# Coordinate annotation lines:
----

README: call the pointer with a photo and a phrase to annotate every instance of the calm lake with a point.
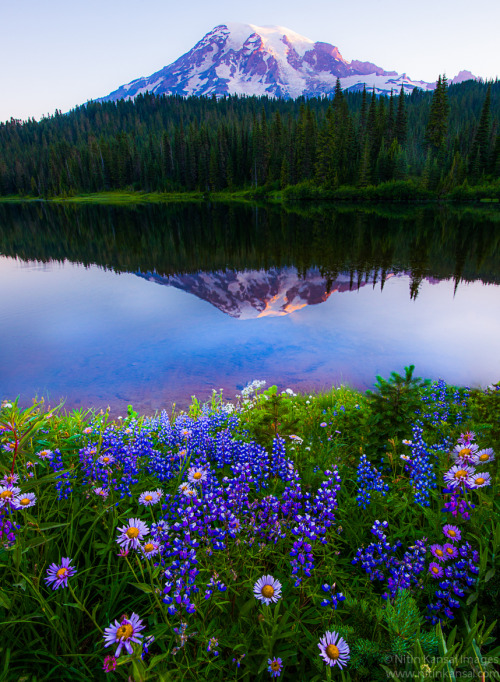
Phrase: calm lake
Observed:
(153, 304)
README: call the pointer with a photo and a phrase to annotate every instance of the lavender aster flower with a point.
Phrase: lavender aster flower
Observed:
(150, 497)
(124, 633)
(109, 664)
(452, 532)
(196, 475)
(450, 552)
(59, 574)
(45, 454)
(438, 552)
(459, 474)
(106, 459)
(481, 480)
(435, 570)
(150, 549)
(267, 589)
(7, 495)
(484, 456)
(9, 480)
(334, 650)
(131, 535)
(464, 453)
(24, 501)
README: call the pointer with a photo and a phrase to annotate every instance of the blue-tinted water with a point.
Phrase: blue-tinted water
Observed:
(151, 337)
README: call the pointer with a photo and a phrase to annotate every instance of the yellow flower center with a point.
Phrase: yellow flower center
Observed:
(125, 631)
(267, 591)
(332, 652)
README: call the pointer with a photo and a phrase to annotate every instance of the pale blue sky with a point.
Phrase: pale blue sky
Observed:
(60, 53)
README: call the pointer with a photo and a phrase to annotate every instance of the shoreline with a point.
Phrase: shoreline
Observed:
(342, 196)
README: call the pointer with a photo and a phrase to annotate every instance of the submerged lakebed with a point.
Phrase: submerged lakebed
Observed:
(155, 303)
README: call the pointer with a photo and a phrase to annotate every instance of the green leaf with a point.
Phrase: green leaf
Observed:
(471, 598)
(489, 575)
(5, 601)
(144, 587)
(49, 526)
(35, 542)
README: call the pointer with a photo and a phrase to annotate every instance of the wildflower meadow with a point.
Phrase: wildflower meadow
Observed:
(338, 535)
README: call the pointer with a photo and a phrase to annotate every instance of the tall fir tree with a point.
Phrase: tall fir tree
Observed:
(437, 126)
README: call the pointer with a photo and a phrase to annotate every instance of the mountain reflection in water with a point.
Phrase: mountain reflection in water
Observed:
(78, 330)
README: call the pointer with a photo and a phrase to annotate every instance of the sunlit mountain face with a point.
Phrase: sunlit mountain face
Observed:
(251, 294)
(246, 59)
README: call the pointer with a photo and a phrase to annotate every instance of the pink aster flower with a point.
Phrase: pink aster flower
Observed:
(481, 480)
(196, 475)
(109, 664)
(7, 495)
(459, 475)
(452, 532)
(267, 589)
(438, 552)
(464, 452)
(9, 480)
(150, 497)
(484, 456)
(24, 500)
(150, 549)
(466, 438)
(435, 570)
(124, 633)
(131, 535)
(45, 454)
(59, 574)
(450, 552)
(107, 460)
(334, 650)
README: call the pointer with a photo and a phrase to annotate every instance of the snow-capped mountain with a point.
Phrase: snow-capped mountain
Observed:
(249, 294)
(245, 59)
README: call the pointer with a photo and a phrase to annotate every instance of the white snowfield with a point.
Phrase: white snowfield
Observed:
(246, 59)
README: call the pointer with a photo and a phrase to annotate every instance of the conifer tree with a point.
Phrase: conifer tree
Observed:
(401, 124)
(481, 148)
(437, 126)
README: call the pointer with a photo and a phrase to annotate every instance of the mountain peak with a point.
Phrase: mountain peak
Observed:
(246, 59)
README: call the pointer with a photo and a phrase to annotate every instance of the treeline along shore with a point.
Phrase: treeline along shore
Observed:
(441, 144)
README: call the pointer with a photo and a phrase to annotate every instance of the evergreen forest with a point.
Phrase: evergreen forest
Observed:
(444, 143)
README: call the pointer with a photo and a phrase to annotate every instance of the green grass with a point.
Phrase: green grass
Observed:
(405, 191)
(57, 634)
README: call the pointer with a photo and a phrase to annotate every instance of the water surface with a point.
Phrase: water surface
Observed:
(109, 306)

----

# Work required:
Can you retype all of these lines exactly, leaving the pictures out of your answer?

# Exercise answer:
README: call the pointer with a photo and a phrase to annotate every instance of the calm lake with a point.
Phrase: calm lake
Observed:
(153, 304)
README: call the pointer with a photo and a phrase to annotate every instance of the lavender aster flower with a point.
Phrase: lavender aster flower
Observed:
(150, 497)
(124, 633)
(109, 664)
(452, 532)
(196, 475)
(450, 552)
(59, 574)
(45, 454)
(438, 552)
(459, 474)
(106, 459)
(481, 480)
(435, 570)
(150, 549)
(267, 589)
(7, 495)
(484, 456)
(9, 480)
(334, 650)
(131, 535)
(464, 453)
(24, 501)
README: call the pointer with a photo and a phrase to annotate every instance of the blue-tinted water with a point.
Phrase: blue-tinted water
Observed:
(151, 337)
README: call the pointer with a photo and a phrase to annotate every instance of the yellow flower center with a point.
Phrase: yellow flower center
Observed:
(125, 631)
(267, 591)
(332, 652)
README: call the pointer with a photo and a phrase to annotate every instance of the pale blue sky with a point.
Phrase: pale blue sky
Observed:
(60, 53)
README: call the pointer with a photo and a phrase to annotate every instance of the shoreline with a point.
Phrase: shoreline
Observed:
(342, 196)
README: call the pointer with a photo and a phrase to annotate every instance of the submerged lakebed with a point.
Phrase: submerged lakebed
Observed:
(155, 303)
README: call the pointer with a photo and a phrase to annotate every instance of the green leaf with a point.
Phrase: green leaf
Observed:
(471, 598)
(489, 575)
(5, 601)
(144, 587)
(49, 526)
(35, 542)
README: call the pointer with a photo and a phrase to annotate every instance of the wildflower meadow with a point.
Phrase: wildflower meadow
Observed:
(338, 535)
README: call the pointer with a photo and a phrase to annotate every instance of the tall fir tree with a point.
Phrase: tall fir tree
Observed:
(437, 126)
README: call the pointer with a photo and a phrase to annotate every instance of the mountain reflection in water with a point.
Phrase: mountain reflection in water
Observed:
(78, 330)
README: call the pointer with a photo and a phrase to annotate every instance of the sunlit mountain face with a point.
Phrase: sunlit mountain face
Observed:
(251, 294)
(246, 59)
README: call the pointer with a photo and a phrase to annotate every instance of the pink aster flower with a point.
Phrase: pink aster flower
Observed:
(481, 480)
(196, 475)
(109, 664)
(7, 495)
(459, 475)
(452, 532)
(267, 589)
(438, 552)
(464, 452)
(9, 480)
(150, 497)
(484, 456)
(24, 500)
(150, 549)
(466, 438)
(435, 570)
(124, 633)
(131, 535)
(45, 454)
(59, 574)
(450, 552)
(107, 460)
(334, 650)
README: call the pointer with a photo and a phrase to annotate every instance of the snow-capped mountain with a point.
Phrase: snow-capped mountain
Observed:
(249, 294)
(245, 59)
README: call the pointer with a photo and a phrase to annotate every instance of the white snowfield with a point.
Phrase: white snowfield
Observed:
(246, 59)
README: call the pointer with a photo and a phrase to annotate every instance of the conifer tree with a point.
Phrase: conifer tree
Observed:
(401, 124)
(481, 148)
(437, 126)
README: call the pointer with a photo and a phrase to annotate every instance of the mountain peak with a point.
Phrase: mountain peak
Observed:
(246, 59)
README: call the pointer with a photo and a phrase to annotate every instance of the treeline along shore with a point.
Phrase: treeline along shore
Observed:
(441, 144)
README: call the pointer with a photo and a phrase to annotate every instance of the evergreen forest with a point.
Phrase: evergreen forest
Observed:
(444, 143)
README: call the pointer with a photo and a phrase to annotate every instance of the green grass with a point.
Phrase: green grass
Observed:
(405, 191)
(57, 634)
README: call the pointer with a photo and a phrase to annotate every instance of the water surface with a point.
Phrase: water surface
Observed:
(109, 306)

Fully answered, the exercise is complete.